### Dataset items
■ ■ ■ ■ ■

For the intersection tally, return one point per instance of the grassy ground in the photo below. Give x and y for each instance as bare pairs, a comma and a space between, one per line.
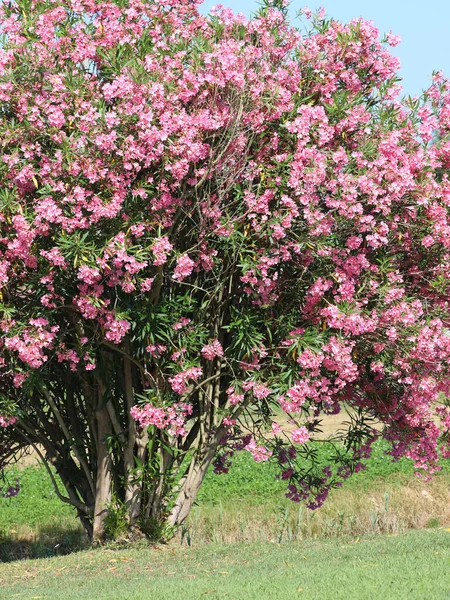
407, 566
246, 505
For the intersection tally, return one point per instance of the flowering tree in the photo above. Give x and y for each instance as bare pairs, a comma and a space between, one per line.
204, 220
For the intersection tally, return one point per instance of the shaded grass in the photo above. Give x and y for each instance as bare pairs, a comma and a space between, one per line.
247, 504
413, 566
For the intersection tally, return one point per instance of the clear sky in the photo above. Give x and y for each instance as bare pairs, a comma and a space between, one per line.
424, 27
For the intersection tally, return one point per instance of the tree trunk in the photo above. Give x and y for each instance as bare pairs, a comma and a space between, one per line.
193, 481
103, 483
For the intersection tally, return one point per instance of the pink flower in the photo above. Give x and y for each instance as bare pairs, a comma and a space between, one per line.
146, 284
161, 248
212, 350
7, 421
300, 435
183, 268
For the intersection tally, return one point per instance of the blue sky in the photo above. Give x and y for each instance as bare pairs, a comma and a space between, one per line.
424, 27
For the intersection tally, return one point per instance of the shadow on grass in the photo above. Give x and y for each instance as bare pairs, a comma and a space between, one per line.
47, 542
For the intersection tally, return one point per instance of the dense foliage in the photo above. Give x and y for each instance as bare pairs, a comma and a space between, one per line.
206, 221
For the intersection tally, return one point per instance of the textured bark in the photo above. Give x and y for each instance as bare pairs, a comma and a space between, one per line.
103, 483
193, 480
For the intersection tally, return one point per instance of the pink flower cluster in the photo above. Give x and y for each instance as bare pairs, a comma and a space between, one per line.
169, 418
210, 351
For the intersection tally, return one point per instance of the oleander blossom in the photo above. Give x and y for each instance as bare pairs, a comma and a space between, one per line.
300, 435
169, 418
183, 267
211, 351
218, 222
7, 421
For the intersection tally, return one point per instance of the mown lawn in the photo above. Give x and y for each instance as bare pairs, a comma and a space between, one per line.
246, 505
408, 566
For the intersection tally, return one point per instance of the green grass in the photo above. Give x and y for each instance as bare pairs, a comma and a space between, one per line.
410, 566
247, 504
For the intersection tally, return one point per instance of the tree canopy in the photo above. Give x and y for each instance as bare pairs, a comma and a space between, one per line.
208, 222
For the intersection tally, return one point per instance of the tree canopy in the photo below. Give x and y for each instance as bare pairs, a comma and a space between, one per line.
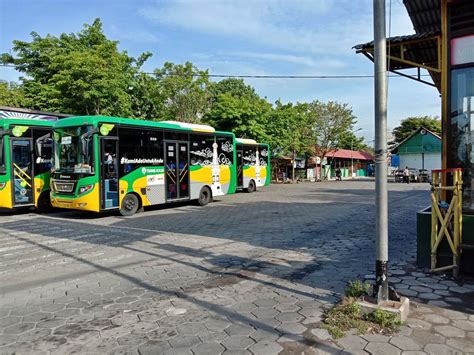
86, 73
411, 124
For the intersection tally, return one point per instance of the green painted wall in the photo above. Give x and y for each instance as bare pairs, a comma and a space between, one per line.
420, 143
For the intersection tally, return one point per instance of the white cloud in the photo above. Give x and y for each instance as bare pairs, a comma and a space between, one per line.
301, 26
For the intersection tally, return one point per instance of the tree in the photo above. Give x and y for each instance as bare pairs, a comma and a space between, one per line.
81, 73
348, 140
288, 130
184, 90
330, 122
234, 87
11, 94
411, 124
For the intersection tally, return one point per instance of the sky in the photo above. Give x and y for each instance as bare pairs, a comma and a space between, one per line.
248, 37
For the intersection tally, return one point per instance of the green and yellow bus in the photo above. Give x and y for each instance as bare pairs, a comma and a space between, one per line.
25, 158
253, 164
108, 163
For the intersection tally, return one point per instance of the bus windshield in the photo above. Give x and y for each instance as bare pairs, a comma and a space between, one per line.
2, 150
74, 151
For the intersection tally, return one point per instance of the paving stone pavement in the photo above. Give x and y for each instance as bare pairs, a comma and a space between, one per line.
248, 274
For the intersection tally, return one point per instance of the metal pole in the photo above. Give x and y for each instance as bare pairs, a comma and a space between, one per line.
381, 201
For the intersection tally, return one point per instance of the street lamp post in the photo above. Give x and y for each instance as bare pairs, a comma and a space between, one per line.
352, 156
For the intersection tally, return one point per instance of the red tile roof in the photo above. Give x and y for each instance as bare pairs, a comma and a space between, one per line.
348, 154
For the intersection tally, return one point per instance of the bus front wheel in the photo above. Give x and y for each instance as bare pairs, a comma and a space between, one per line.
44, 203
130, 205
251, 187
205, 196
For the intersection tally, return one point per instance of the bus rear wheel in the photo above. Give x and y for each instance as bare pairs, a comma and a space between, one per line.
205, 196
251, 187
44, 203
130, 205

■ ■ ■ ■ ■

### Problem to work on
All of the data above should be printed again exactly, though none of the pictures belong in the copy.

### Solved problem
For the intersection tally, return one point per instance of the grassy ground in the photo below. Give x and y for each instance as bare pairs, a comma and a space between, one per line.
407, 566
246, 505
For the intersection tally, return one point per instance of the flowering tree in the photo above. Give x and y for each instance as bare pairs, a comma and a space between, one per line.
204, 220
For the intersection tally, return one point per instance of the shaded grass in the photo above. Give x and y for each instance as bare pairs, a comma and a space between, one per line.
247, 504
413, 566
For the intersection tally, return one point per instance of the clear sky in the photo above. Give x and y for each instance as bare pairs, a comma and a space between, one per line.
424, 27
For the intersection tally, return one point per instance of the tree trunk in the photo above. Give x and y for each instance as bare pairs, a comma and a space between, one per line.
193, 481
103, 483
For the intersection tally, return one point per instance of the pink flower in the photo above. Give x and y for each instance as bare pairs, a comma and a space between, one per line.
146, 284
161, 248
212, 350
7, 421
300, 435
183, 268
For the intersection tally, return one point per instance of the blue sky in the photo above. Give x and y for each instance as bare pairs, a comma and a space between, one per line.
424, 27
For the intersection tally, return one point per instance of the shadow on grass in the photo above. Give x and y for each instance as bare pairs, a comma and a space between, one per line.
47, 542
For the intersection tally, return one point per instance of the dense foliage in the photo above. Give x and y for each instance as bare pairs, a comma and a space between, one per line.
206, 221
For the intersection tally, return one point per instance of the textured bark in the photo above. Give x and y for each instance as bare pairs, a comma and a space between, one per line.
103, 483
193, 480
For the intersection tally, return one point per instance of the pink flower cluster in the photo above. Give x and y for each instance as bare pairs, a comma and a space between, one per line.
169, 418
210, 351
For the intersection tally, return one point per instance of the oleander blossom in the photo above. Give x and y for each instance as bare pairs, a comma and a space between, one per line.
300, 435
169, 418
183, 267
211, 351
218, 222
7, 421
For the intersection tally, return one point per instance of the mown lawn in the photo above. Give x and y for each instance as bare pairs, a comma and a space between, one per line.
246, 505
408, 566
For the intersection tally, return one point per instance of the green grass in the photo above. Give x and y for each instance as bare pairs, a comma and a space between, one per line.
410, 566
247, 504
For the intersection tally, return one point per instance of the tree canopy in the photo above. Give x and y for each instance as bare pairs, a comma and a space between, one per line.
208, 222
For the intersection tally, return one point per instance of the tree canopy in the photo below. Give x and y for each instance as bare pairs, a comma and a space between, one per line.
86, 73
411, 124
For the intersection tally, return one point per instance of the green painted wall in the photo above. Give x and y for each instance as bare pairs, a comma and a space between, one per line.
420, 143
For the intersection tally, return one point per instance of the white cloud in the photo above. Give x and y for each instance as bare pairs, a comma and a space between, one per line.
301, 26
For the intersection tally, return one point per instance of the tree in the photo above. Give x and y for each instance as bare pairs, a comma and a space between, one per line.
81, 73
348, 140
288, 130
184, 90
330, 122
234, 87
11, 94
411, 124
For the intersection tally, return one point per instance of the sky in the photo above. Give x and y for each instance as bare pairs, a comma and a space between, one per line.
248, 37
For the intersection tally, return one point per instance of the green and yellow bus in the photo above. Give x and y for each instance as bare pairs, a comma and a space between, one per line.
25, 158
253, 164
108, 163
For the intersection tally, return one point per instance of the bus windshield in the photo above. Give x and y for each instance as bare pairs, a comma and a space between, one per line.
2, 150
74, 151
For the intersection tally, return one point per instance of the paving stone pavement in the photo above. Give x and y for each instance as bare pairs, a comma and a space between, one per line.
248, 274
For the intersection tally, return one point per instance of the metal pole in the photo above. Give x and y for each instance as bare pairs, a comma and a space between, one per line.
381, 201
For the intersection tally, return one point per instance of the street lamp post in the photo above. Give x and y for each instance as bare pairs, a comma and a space between, one per line.
352, 156
For the intersection tally, return one point per instance of the red tile roof in the photo above. Give x and y for each instance as bare pairs, a comma and a space between, one per line.
348, 154
For the intersection tally, return one point per instance of the bus front wheel in the photo above. Give x and y for each instance as bare pairs, a comma and a space between, one per line.
44, 203
130, 205
251, 187
205, 196
For the intersection tally, return one point per instance of the bus rear wheel in the photo above. Give x and y for each instance as bare pairs, a comma and a space between, one per line.
205, 196
251, 187
44, 203
130, 205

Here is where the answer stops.